Reading passage =>
I have a matrix that is in the form of "obj obj distance" a toy matrix would look like this:
r = [[1,1,1,2,2,2,3,3,3] [1,2,3,1,2,3,1,2,3] [0,.5,.75,.75,0,.25,.5,.25,0]]
I currently have a solution along the lines of:
using NamedArrays
function DistanceMatrixFromTriColumn(r::AbstractArray)
Names = unique(vcat(r[:,1],r[:,2]))
Dist = NamedArray(zeros(length(Names),length(Names)),(Names,Names))
for row in Names
for col in Names
Dist[row,col] = r[(r[:,1] .== row) .& (r[:,2] .== col),:3][1]
end
end
return Dist
end
DistanceMatrixFromTriColumn(r)
which is really just a nested for loop that goes through the first column, and then goes through the second column. It outputs something like this:
3×3 Named Matrix{Float64}
A ╲ B │ 1.0 2.0 3.0
──────┼─────────────────
1.0 │ 0.0 0.5 0.75
2.0 │ 0.75 0.0 0.25
But I think there is a faster way, there should be a way to use Indexes to do something similar, no? I think I remember seeing someone do a solution like that in R once-upon-a-time.

Stored data entries
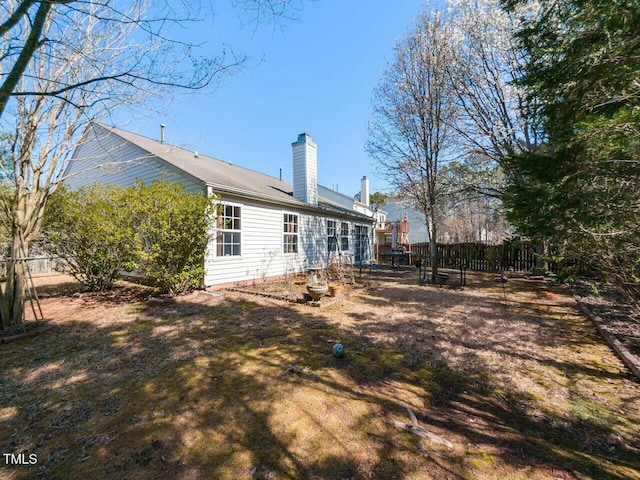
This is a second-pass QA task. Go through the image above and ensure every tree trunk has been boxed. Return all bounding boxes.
[427,220,438,283]
[0,231,28,331]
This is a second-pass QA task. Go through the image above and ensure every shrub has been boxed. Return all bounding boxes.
[126,180,216,295]
[44,180,216,295]
[43,184,138,291]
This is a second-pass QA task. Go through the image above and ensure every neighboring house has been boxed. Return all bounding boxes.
[65,124,375,287]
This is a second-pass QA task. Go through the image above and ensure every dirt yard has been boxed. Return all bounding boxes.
[0,268,640,480]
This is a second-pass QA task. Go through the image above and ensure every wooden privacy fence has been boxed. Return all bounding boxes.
[0,255,65,279]
[411,243,540,272]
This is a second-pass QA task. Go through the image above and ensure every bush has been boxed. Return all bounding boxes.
[43,184,138,291]
[127,180,215,295]
[44,180,215,295]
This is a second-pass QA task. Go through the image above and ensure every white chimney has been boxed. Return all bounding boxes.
[360,175,369,207]
[291,133,318,205]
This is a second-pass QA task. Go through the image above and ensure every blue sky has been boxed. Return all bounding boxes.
[112,0,424,195]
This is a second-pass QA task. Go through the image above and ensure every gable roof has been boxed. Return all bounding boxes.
[93,123,372,222]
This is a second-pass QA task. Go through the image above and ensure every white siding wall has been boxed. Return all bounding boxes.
[65,126,204,193]
[205,197,371,286]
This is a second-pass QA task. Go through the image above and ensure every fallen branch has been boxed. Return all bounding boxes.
[391,405,453,449]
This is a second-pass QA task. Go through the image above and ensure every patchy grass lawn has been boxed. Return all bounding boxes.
[0,268,640,480]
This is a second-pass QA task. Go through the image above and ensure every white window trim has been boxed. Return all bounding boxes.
[280,210,301,255]
[213,201,246,262]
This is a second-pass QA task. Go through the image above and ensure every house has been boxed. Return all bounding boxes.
[65,123,375,287]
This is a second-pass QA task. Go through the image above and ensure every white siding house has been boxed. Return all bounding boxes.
[65,124,375,287]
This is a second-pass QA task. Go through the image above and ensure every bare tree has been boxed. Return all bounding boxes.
[0,0,298,331]
[366,11,457,281]
[447,0,542,198]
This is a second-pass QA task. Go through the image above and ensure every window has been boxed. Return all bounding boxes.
[354,225,370,262]
[340,222,349,252]
[327,220,338,252]
[283,213,298,253]
[216,205,241,257]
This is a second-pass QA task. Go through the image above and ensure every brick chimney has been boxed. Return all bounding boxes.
[291,133,318,205]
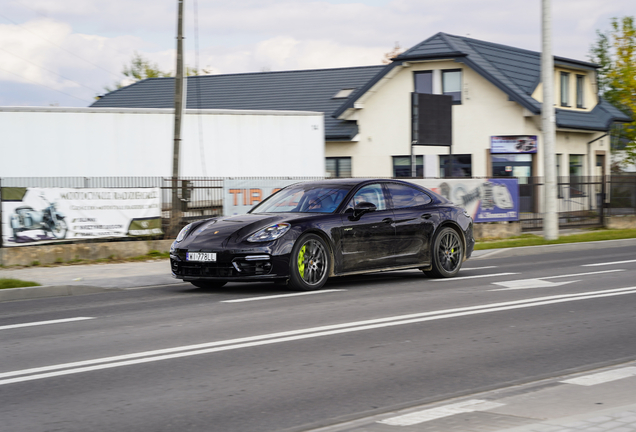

To do =>
1) Return the rows from the line containing "branch has been boxed. Return all bounding boxes." through the end of the rows, copied line for line with both ends included, and leave out any pictures.
2) Continue the forum post about turning three-column distance data into a named matrix in Julia from the point where it stops.

Task responses =>
1)
This is a second-pass QA task. Go through the image above and ensure every fallen branch has been boxed. Return all bounding boxes.
[391,405,453,449]
This is a second-pass QA task. Go through the image above and ensure every patchy grass lawn has been boxed. Return all bounding boxes.
[0,268,640,480]
This is a second-pass QA task. Go through the image above and ensure every white window trim has been boxed. Return all bounding boxes.
[280,210,301,255]
[213,201,246,262]
This is a second-pass QA task. Go through the image above and ensure every house has been boxed. Return all bounding boxes.
[65,123,375,287]
This is a second-pass QA task. Go through the image above and ensure every white siding house has been boxed. Return all bounding boxes.
[65,124,375,287]
This is a second-pass QA task. Go through the image above and ensure every bare tree has been boxed. Return all bounding boxes.
[0,0,298,331]
[366,11,457,281]
[447,0,542,198]
This is a second-pass QA task. Go through the image above and ensure every window has been boxed. Return all bounding boxes.
[354,225,370,262]
[340,222,349,252]
[327,220,338,252]
[283,213,298,253]
[216,205,241,257]
This is a second-pass QA task. Go through the image above and ensure every brick chimney has been boxed. Return all bounding boxes.
[291,133,318,205]

2)
For the case you have posted where the objects are reliably numbered as such, you can make this quite a lot faster with something along the lines of
function distancematrixfromtricolumn(r::AbstractArray)
names = unique(view(r,:,1))
dist = NamedArray(zeros(length(names),length(names)),(names,names))
for i = 1:size(r,1)
row = Int(r[i,1])
col = Int(r[i,2])
dist[row,col] = r[i,3]
end
return dist
end
You may also notice a few stylistic changes: I have switched a few names to lowercase to follow the Julia convention that functions and variables are lowercase whereas Modules and Types are CamelCase.
Comparing the two versions:
julia> distancematrixfromtricolumn(r)
3×3 Named Matrix{Float64}
A ╲ B │ 1.0 2.0 3.0
──────┼─────────────────
1.0 │ 0.0 0.5 0.75
2.0 │ 0.75 0.0 0.25
3.0 │ 0.5 0.25 0.0
julia> DistanceMatrixFromTriColumn(r) == distancematrixfromtricolumn(r)
true
julia> using BenchmarkTools
julia> @benchmark DistanceMatrixFromTriColumn($r)
BenchmarkTools.Trial: 10000 samples with 8 evaluations.
Range (min … max): 3.897 μs … 535.305 μs ┊ GC (min … max): 0.00% … 98.80%
Time (median): 4.863 μs ┊ GC (median): 0.00%
Time (mean ± σ): 5.828 μs ± 16.267 μs ┊ GC (mean ± σ): 9.92% ± 3.54%
▂▆▇█▇▇▅▃▁
▃▅█████████▇▇▇▆▅▅▆▅▅▄▃▃▂▂▂▂▂▂▂▂▁▁▁▁▁▁▁▁▁▁▂▂▂▂▂▁▁▁▁▁▁▁▁▁▁▁▁▁ ▃
3.9 μs Histogram: frequency by time 10.6 μs <
Memory estimate: 7.39 KiB, allocs estimate: 73.
julia> @benchmark distancematrixfromtricolumn($r)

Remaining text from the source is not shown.